Assignment: Produce the records again in full, exactly as shown below.

==== Supplied material ====

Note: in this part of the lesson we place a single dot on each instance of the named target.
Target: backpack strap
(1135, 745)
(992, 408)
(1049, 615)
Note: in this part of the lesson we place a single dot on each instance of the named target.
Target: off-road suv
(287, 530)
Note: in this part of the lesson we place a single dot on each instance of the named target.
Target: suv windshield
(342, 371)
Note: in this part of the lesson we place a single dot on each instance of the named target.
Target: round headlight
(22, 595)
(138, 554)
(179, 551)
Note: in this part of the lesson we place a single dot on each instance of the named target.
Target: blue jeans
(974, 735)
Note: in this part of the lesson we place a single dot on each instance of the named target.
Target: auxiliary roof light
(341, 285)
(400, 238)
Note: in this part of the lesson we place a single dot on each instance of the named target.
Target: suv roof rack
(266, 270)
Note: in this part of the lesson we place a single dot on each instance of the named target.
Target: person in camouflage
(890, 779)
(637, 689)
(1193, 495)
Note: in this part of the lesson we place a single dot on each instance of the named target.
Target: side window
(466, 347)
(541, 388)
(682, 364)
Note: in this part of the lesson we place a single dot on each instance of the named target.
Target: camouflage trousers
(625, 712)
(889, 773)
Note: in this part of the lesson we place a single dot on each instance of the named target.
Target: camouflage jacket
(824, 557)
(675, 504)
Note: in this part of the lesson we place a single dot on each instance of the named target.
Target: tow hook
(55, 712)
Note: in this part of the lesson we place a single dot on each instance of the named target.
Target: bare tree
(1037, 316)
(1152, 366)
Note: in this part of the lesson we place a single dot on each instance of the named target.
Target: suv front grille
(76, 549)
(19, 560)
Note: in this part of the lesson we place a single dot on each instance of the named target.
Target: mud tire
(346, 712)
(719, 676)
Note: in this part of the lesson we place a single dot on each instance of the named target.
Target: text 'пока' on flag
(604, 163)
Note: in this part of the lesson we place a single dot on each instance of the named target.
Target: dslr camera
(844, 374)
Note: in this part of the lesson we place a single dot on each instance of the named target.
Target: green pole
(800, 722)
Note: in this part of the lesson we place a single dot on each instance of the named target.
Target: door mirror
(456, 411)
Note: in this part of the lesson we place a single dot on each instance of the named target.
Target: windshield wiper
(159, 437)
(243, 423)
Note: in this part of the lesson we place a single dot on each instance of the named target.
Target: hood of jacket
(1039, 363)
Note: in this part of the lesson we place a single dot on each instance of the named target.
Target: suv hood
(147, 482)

====

Task output:
Note: in this part of the lesson we place a single dot on each instance of the named target.
Target: backpack strap
(1135, 745)
(992, 408)
(1049, 615)
Note: in this part of the lesson we place a single dot on each instance of the named target.
Target: off-road suv
(287, 530)
Note: in this part of the lesson we place a single dot on each instance of the named target.
Target: suv windshield
(342, 371)
Note: in this part of the lesson we place a single dot on each instance of the named target.
Target: round headlight
(22, 595)
(138, 554)
(179, 551)
Note: in this part of the lesson we place a single dot on each instance of the named target.
Target: blue jeans
(974, 735)
Note: in this part of the lesson we place a single dot on each instance of the named target.
Target: auxiliary roof light
(341, 285)
(400, 238)
Note: in this part of the lesson we place a single dot on each instance of the named target.
Target: suv roof rack
(266, 270)
Note: in this part of the lesson we place a single dot on each instance of the named target.
Target: person in camouflage
(890, 779)
(637, 689)
(1193, 495)
Note: in this part of the lesson we place a single dot on each instance of the named target.
Target: side window
(466, 347)
(541, 388)
(682, 364)
Note: in this part of the lesson we place a single dot on each instance of the named target.
Target: camouflage trousers
(625, 712)
(889, 773)
Note: in this part of the lesson we place a single dot on each instance of the named target.
Target: camouflage jacket
(824, 557)
(675, 504)
Note: in this part of the lesson we place a single dot on each instance of the named target.
Target: tow hook
(55, 712)
Note: in this part of the lesson we place a single dot on each instance of the named target.
Target: bare tree
(1037, 316)
(1152, 366)
Note: in this part of the lesson we place a single dot on each instance of the named target.
Target: suv front grille
(76, 549)
(19, 560)
Note: in this part of the lesson we place a single dot on each instance of the named target.
Target: mud tire
(346, 712)
(719, 676)
Note: in this part of the lesson we place a single dot on each instance of the named target.
Target: text 'пока' on flag
(604, 163)
Note: in this part of the lesson we place a single dot on each instance of the named target.
Target: dslr camera
(844, 374)
Note: in this part of the lesson we place a single dot on each instance of the named target.
Target: green pole
(800, 722)
Note: in this part of the lesson we place a single dot on each instance of the named target.
Target: door mirror
(456, 411)
Note: in this part of the lesson we place a single dot on each instance of the named target.
Target: windshield wiper
(159, 437)
(243, 423)
Note: in this part of the lesson we place a single dot on each instance of the named target.
Target: hood of jacket
(1039, 363)
Note: in this part of the lesson we place a single dot on each instance of the named target.
Target: suv hood
(147, 482)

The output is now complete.